_Document excerpt_

+ + + + +

How to Use Exit Interview Questions to Improve Your Business

How to Use Exit Interview Questions to Improve Your Business

Having a valued employee leave is something no business owner looks forward to. But whether you like it or not, moving onto a new opportunity is a natural process, especially today, when the average annual employee turnaround rate is 19%. 

But while that can be frustrating, there are ways how you can at least turn it into a learning experience, gaining insights about your company and how you could improve in the future.

And that’s where conducting an exit interview can be so useful.

If used correctly and according to the exit interview best practices, they can become a powerful tool in any company’s arsenal that can have massive implications in its long-term success.

With that in mind, let’s look at what an exit interview is, why they’re worth it, and how to organize exit interviews in a way that will generate the most powerful results for your business.

What is an Exit Interview? 

An exit interview is a meeting between someone from your company and the employee that is about to leave the company. These interviews can be used in situations when an employee is being fired, as well as when they are leaving on their own.

Usually, an exit interview is structured to allow employees to talk about their experience working at the company and is generally performed by an HR person or someone with a senior position.

There are a set of questions that the interviewer will go through, guiding the conversation to learn insights about the motivations behind leaving or better understand the conditions leading to the firing or termination. 

Sometimes, in addition to the questions, employees can also be informed about benefits, contractual agreements, and other obligations between them and the employer. 

Are Exit Interviews Worth It?

Exit Interview Questions

In many companies, exit interviews are little more than a formality. The interviewer asks the pre-arranged questions, notes the answers, and everyone moves on without taking anything from the conversation.

That’s one of the main reasons why exit interviews get a bad rep. They feel like a waste of time because companies just aren’t sure how to use the information they obtain.

But it doesn’t have to be that way.

In fact, if you choose the right exit interview questions and have a plan for using that information, these interviews can become one of the biggest difference-makers in how you look at employee satisfaction, employee retention, and attracting top talent. 

After all, an exit interview’s primary purpose is to allow the employee to talk about their experiences with your company. Sure, hearing things they didn’t like isn’t the most fun thing you could be doing, and some of the critiques might just be the employee venting their frustration without any real cause.

However, if you take a more systematic approach to exit interviews, you will likely discover that there’s much more to what you can gain.

+ + + + +

_Provided records_
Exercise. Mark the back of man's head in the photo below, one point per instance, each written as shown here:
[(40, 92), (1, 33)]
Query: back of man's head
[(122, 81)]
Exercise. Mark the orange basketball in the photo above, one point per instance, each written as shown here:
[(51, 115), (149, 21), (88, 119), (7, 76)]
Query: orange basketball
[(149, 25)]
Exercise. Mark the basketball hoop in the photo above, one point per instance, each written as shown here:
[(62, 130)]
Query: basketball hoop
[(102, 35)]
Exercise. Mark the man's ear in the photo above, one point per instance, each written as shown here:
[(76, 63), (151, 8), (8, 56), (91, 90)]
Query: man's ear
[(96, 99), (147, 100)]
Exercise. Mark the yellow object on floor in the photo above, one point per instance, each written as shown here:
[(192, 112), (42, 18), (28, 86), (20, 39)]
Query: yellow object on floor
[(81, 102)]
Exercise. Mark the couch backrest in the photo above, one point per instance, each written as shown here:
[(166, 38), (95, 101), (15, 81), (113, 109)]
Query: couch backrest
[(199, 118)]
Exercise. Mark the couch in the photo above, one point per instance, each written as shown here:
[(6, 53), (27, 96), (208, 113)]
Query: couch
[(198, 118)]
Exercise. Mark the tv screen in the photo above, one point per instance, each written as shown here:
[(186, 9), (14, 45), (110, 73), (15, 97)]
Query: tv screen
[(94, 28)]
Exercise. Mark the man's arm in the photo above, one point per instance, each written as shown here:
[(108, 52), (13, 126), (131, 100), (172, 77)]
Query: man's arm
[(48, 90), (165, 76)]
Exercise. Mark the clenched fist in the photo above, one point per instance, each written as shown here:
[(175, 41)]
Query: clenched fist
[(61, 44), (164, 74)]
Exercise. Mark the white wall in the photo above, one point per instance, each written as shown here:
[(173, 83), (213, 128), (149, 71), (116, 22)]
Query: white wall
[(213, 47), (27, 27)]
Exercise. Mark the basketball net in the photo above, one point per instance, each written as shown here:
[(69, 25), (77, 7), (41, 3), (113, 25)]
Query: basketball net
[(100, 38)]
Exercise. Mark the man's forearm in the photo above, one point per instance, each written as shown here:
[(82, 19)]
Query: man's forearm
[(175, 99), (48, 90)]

+ + + + +

_What to do_
Pick up the article on exit interviews after its final sentence and keep writing it.

_Exercise result_
For instance, you may start noticing trends and common themes in multiple interviews you conduct. Something that might look like a one-off occurrence might actually be a signal of deeper problems within your company that causes people to quit.

And that’s a revelation that could save your company from dire consequences in the future. 

Without exit interviews, you would have no way to know that multiple employees were unhappy about an issue, looking at each person leaving as an individual occurrence instead of something that should be addressed on a company level.

At the same time, an exit interview can be a way to look at what you’re doing well and learn how to build on those good practices. You can understand why employees chose your company in the first place and what they loved the most and then use this information to better emphasize the benefits of working for you to future candidates.

Finally, an exit interview helps ensure that you and the employee part ways on good terms. 

Today, when top talent is hard to come by, listening to their concerns and ensuring that they are content can help you maintain a stronger connection to former employees, which can help build the reputation of your company culture and increase the likelihood of that employee returning in the future.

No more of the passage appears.